[Collected data]
- Opening Delimiter -
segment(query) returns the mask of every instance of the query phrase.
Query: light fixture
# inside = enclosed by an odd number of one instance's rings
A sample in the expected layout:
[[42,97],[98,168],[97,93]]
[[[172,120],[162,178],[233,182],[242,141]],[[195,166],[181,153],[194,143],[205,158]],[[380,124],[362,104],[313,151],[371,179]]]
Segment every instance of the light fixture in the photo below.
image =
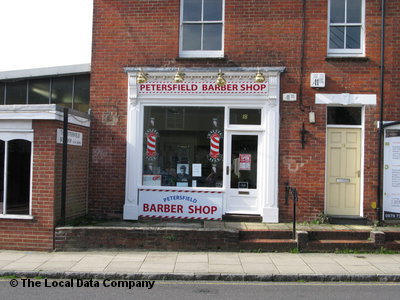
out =
[[181,72],[181,69],[178,69],[178,72],[176,72],[176,74],[174,76],[174,82],[182,83],[183,80],[185,80],[185,73]]
[[217,77],[217,81],[216,81],[216,85],[218,86],[224,86],[226,84],[226,80],[224,78],[224,73],[221,72],[221,69],[218,72],[218,77]]
[[265,81],[264,74],[260,72],[260,69],[258,68],[256,77],[254,77],[254,81],[257,83],[263,83]]
[[143,84],[147,82],[147,74],[143,72],[142,68],[140,68],[140,71],[137,73],[136,82],[138,84]]

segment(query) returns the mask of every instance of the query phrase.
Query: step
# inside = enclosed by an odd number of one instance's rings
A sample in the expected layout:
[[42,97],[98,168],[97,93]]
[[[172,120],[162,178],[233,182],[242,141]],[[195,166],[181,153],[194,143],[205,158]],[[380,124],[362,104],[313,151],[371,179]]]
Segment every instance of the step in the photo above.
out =
[[400,240],[400,231],[385,231],[385,241]]
[[226,214],[222,217],[222,219],[227,222],[262,222],[262,216],[260,215]]
[[250,239],[239,242],[240,250],[290,251],[297,248],[292,239]]
[[367,225],[368,220],[363,217],[329,216],[329,223],[340,225]]
[[370,237],[370,231],[354,231],[354,230],[310,230],[308,238],[313,240],[367,240]]
[[385,249],[400,251],[400,240],[393,240],[385,243]]
[[317,240],[309,241],[304,250],[334,251],[334,250],[374,250],[375,245],[367,240]]
[[248,229],[239,231],[239,240],[251,239],[291,239],[292,231],[289,230],[262,230]]

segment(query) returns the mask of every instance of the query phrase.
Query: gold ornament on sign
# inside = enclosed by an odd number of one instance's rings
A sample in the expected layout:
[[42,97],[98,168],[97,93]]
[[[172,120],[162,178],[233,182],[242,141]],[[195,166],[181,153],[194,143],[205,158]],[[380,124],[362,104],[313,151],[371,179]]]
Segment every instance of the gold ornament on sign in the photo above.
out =
[[257,83],[263,83],[265,81],[264,74],[260,72],[260,69],[258,69],[256,77],[254,77],[254,81]]
[[224,86],[226,84],[226,80],[224,78],[224,73],[221,72],[221,70],[219,70],[218,72],[218,77],[217,77],[217,81],[216,81],[216,85],[218,86]]
[[182,83],[185,80],[185,73],[182,73],[180,69],[178,69],[178,72],[176,72],[174,76],[174,82],[175,83]]
[[136,82],[137,82],[138,84],[143,84],[143,83],[146,83],[146,82],[147,82],[147,74],[145,74],[145,73],[143,72],[143,69],[142,69],[142,68],[140,68],[140,71],[139,71],[138,74],[137,74]]

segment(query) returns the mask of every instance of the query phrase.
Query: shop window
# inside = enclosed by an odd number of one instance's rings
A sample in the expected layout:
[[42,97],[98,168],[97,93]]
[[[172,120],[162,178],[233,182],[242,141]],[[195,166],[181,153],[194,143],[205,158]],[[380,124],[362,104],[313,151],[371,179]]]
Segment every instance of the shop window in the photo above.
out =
- Closing Delimiter -
> _Task_: Check each line of the records above for the string "ornament", and report every line that has it.

> _Reply to the task_:
Query: gold ornament on sign
Segment every instance of the gold ornament on sign in the photo above.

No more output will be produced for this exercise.